- WORK TO DO:
a) In the forum excerpt, what is the highest absorb/bulk voltage setting advised for a 15S battery?
b) Please write out the stretch of the forum excerpt from "If your friend" through "started to charge.", renaming "inverter" to "power unit" throughout.

- PAGE EXCERPT:
-- Start --
On 2020/11/20 at 3:20 PM, Coulomb said:

it could also be the solar charge controller overshooting as a reaction to the increased load.

It's possible that your friend has absorb/bulk and/or float voltage settings too high. Perhaps the BMS is switching off the battery due to the excessive voltage, and that allows the solar charge controller to push the battery terminal voltage too high, because there is now no battery to absorb the excess energy from the solar charge controller.

If your friend has a 15S battery, check that the absorb/bulk voltage setting (setting 27) is no higher than 52.5 V.

I'm wondering if you can help me,

I've go a Axpert 5kva connected to a 2.4kva Shoto battery(50ah, 48v), no solar connected yet. I also got the 03 overvoltage error on my system. So I shutdown the system and did the following.

  • I powered off everything, including the battery(all wires still connected).
  • I powered on the battery, the inverter screen light up and shows the battery symbol, indicating the battery is connected.
  • I then switched on the main breaker that supplies the inverter with AC, the screen then indicated that the AC was connected and within 5 seconds the battery started to charge.
  • Then I switched on the invertor with the little black switch at the bottom, for 10 seconds nothing happened(while the system initializes).
  • The screen then showed the bypass symbols for n split second it disappeared and the alarm buzzer started sounding off and the screen showed the error 03.
-- End --
- ENTRIES:
-- Start --
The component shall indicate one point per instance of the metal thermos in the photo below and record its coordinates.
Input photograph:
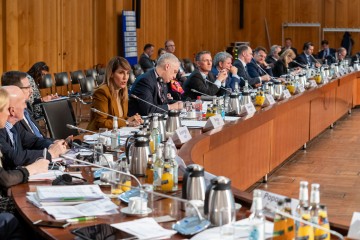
(219, 201)
(194, 183)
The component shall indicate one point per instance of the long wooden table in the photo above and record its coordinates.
(245, 150)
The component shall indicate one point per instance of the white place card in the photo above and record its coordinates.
(286, 94)
(354, 230)
(269, 99)
(214, 122)
(182, 135)
(300, 88)
(250, 108)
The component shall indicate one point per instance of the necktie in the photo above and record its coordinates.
(33, 127)
(14, 132)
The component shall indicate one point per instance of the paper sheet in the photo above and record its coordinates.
(145, 228)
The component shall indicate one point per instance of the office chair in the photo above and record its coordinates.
(57, 114)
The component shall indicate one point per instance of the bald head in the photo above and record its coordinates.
(16, 104)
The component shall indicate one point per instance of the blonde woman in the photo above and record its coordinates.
(281, 66)
(112, 97)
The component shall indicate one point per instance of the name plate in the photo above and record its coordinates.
(182, 135)
(269, 100)
(301, 88)
(271, 199)
(214, 122)
(286, 94)
(250, 108)
(312, 83)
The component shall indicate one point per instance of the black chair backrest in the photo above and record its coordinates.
(61, 79)
(87, 85)
(46, 81)
(76, 76)
(57, 114)
(91, 73)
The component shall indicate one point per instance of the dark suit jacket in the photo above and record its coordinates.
(146, 88)
(145, 62)
(29, 148)
(230, 81)
(321, 53)
(255, 71)
(301, 58)
(279, 68)
(105, 102)
(197, 82)
(245, 75)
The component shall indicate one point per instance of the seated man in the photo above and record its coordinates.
(222, 61)
(19, 79)
(257, 67)
(273, 56)
(151, 87)
(19, 147)
(145, 60)
(326, 51)
(202, 79)
(306, 58)
(245, 56)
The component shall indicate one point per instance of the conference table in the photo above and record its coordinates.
(245, 150)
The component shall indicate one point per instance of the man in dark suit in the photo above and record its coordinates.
(257, 67)
(151, 87)
(306, 58)
(145, 60)
(326, 51)
(202, 79)
(222, 61)
(19, 147)
(245, 56)
(288, 45)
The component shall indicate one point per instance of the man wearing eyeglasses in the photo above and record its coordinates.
(257, 67)
(202, 81)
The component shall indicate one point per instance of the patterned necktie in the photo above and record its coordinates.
(33, 127)
(15, 134)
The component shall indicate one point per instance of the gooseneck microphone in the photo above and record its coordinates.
(196, 91)
(217, 85)
(106, 114)
(136, 97)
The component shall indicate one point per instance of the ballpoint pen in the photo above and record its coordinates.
(80, 219)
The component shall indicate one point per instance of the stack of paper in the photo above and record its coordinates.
(145, 228)
(93, 208)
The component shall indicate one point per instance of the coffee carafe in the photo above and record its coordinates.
(194, 183)
(219, 201)
(234, 103)
(173, 121)
(137, 153)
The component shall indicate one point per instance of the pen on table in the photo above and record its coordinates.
(80, 219)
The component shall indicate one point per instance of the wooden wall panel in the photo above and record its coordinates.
(88, 30)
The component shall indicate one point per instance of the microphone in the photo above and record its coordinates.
(136, 97)
(181, 226)
(196, 91)
(217, 85)
(272, 209)
(114, 117)
(301, 65)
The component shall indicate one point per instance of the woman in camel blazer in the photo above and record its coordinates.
(112, 97)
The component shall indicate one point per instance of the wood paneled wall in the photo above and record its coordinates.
(71, 35)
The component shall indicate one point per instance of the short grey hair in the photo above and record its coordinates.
(167, 58)
(199, 54)
(273, 48)
(221, 57)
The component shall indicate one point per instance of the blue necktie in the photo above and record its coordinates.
(14, 132)
(32, 125)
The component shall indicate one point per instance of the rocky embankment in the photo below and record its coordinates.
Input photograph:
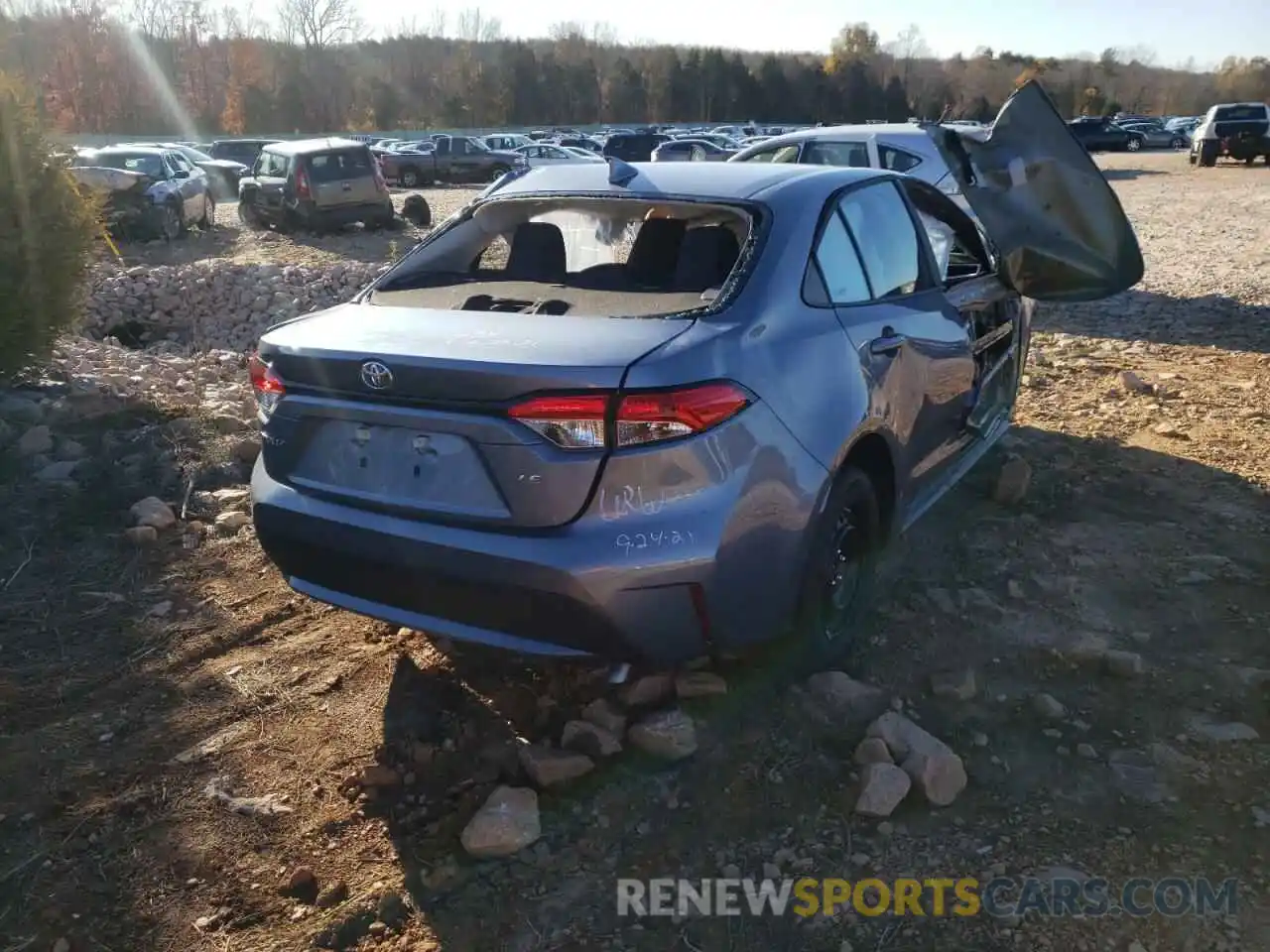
-- End --
- TASK-BY-TASK RESULTS:
a) No higher than 52.5 V (setting 27).

b)
If your friend has a 15S battery, check that the absorb/bulk voltage setting (setting 27) is no higher than 52.5 V.

I'm wondering if you can help me,

I've go a Axpert 5kva connected to a 2.4kva Shoto battery(50ah, 48v), no solar connected yet. I also got the 03 overvoltage error on my system. So I shutdown the system and did the following.

  • I powered off everything, including the battery(all wires still connected).
  • I powered on the battery, the power unit screen light up and shows the battery symbol, indicating the battery is connected.
  • I then switched on the main breaker that supplies the power unit with AC, the screen then indicated that the AC was connected and within 5 seconds the battery started to charge.